▶ _Spatial localization data_:
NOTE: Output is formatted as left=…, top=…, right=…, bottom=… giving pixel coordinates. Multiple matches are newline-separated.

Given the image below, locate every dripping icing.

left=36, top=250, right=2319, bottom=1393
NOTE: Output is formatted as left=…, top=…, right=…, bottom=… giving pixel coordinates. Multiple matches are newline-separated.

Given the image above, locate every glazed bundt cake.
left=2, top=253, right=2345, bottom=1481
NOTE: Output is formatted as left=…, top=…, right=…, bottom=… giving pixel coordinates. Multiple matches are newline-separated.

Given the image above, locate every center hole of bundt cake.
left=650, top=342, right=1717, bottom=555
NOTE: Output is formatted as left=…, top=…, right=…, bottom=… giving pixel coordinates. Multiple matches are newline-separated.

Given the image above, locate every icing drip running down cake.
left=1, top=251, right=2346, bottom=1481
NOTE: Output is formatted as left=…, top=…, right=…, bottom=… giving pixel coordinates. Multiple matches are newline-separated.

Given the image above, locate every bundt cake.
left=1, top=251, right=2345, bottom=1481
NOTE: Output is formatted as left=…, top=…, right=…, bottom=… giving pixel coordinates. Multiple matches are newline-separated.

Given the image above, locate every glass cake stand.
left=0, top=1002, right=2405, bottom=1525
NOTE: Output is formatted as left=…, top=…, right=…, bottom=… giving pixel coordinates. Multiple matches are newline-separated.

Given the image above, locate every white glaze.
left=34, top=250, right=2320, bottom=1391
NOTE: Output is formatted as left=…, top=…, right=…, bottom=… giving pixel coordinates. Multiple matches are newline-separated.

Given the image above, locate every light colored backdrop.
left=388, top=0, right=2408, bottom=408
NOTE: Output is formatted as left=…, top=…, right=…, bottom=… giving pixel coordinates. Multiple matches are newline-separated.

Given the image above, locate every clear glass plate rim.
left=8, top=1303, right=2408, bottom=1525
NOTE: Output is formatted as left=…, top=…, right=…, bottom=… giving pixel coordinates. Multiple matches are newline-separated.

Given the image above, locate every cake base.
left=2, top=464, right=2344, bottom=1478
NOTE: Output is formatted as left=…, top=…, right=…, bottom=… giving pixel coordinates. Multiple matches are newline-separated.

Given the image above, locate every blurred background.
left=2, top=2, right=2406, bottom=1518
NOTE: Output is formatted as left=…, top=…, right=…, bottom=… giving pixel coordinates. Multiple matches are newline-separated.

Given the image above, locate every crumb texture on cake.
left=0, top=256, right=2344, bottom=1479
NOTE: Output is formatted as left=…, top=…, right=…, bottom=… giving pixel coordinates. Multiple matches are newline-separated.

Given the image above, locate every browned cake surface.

▶ _PROBLEM_:
Repeat the data in full. Alter nothing.

▶ _SOLUTION TO THE EXERCISE_:
NOTE: Output is formatted as left=…, top=…, right=…, bottom=… giving pixel coordinates. Multiple matches are newline-separated.

Given the image below, locate every dripping icing.

left=36, top=250, right=2319, bottom=1393
NOTE: Output is formatted as left=…, top=…, right=…, bottom=… giving pixel coordinates. Multiple matches are newline-separated.

Given the image above, locate every glazed bundt cake.
left=2, top=253, right=2345, bottom=1481
NOTE: Output is formatted as left=…, top=…, right=…, bottom=… giving pixel coordinates. Multiple matches are newline-separated.

Given the image above, locate every center hole of bundt cake.
left=650, top=342, right=1717, bottom=555
NOTE: Output is formatted as left=…, top=…, right=…, bottom=… giving pixel coordinates. Multiple matches are newline-separated.

Given the image above, locate every icing drip running down cake.
left=1, top=251, right=2346, bottom=1481
NOTE: Output is formatted as left=…, top=…, right=…, bottom=… giving pixel coordinates. Multiple matches are newline-separated.

Given the image above, locate every bundt cake.
left=1, top=251, right=2345, bottom=1481
NOTE: Output is formatted as left=…, top=…, right=…, bottom=… giving pixel coordinates. Multiple matches are newline-separated.

Given the image above, locate every glass cake stand.
left=0, top=1002, right=2405, bottom=1525
NOTE: Output is formatted as left=…, top=…, right=…, bottom=… giving pixel coordinates. Multiple matches are newline-separated.

Given the image above, locate every white glaze.
left=34, top=250, right=2320, bottom=1391
NOTE: Output is formatted as left=…, top=…, right=…, bottom=… giving pixel coordinates. Multiple matches are newline-separated.

Given the image above, locate every light colored backdrop.
left=388, top=0, right=2408, bottom=408
NOTE: Output is formatted as left=…, top=…, right=…, bottom=… giving pixel coordinates. Multiple matches are newline-separated.

Given the image above, locate every clear glass plate rim.
left=8, top=1303, right=2408, bottom=1525
NOTE: Output is formatted as left=…, top=…, right=…, bottom=… giving pixel coordinates. Multiple matches are newline-separated.

Given the image above, locate every cake base.
left=2, top=464, right=2344, bottom=1478
NOTE: Output is formatted as left=…, top=…, right=…, bottom=… giving pixel coordinates. Multiple matches are newline-separated.

Given the image above, locate every blurred background.
left=2, top=2, right=2406, bottom=1518
NOTE: Output is formatted as left=…, top=…, right=…, bottom=… giving pixel coordinates. Multiple matches are newline-separated.

Given the image above, locate every crumb texture on cake.
left=0, top=256, right=2344, bottom=1479
NOTE: Output is formatted as left=…, top=…, right=…, bottom=… giving pixel coordinates. Multiple matches are newline-separated.

Given the image above, locate every browned cake surface.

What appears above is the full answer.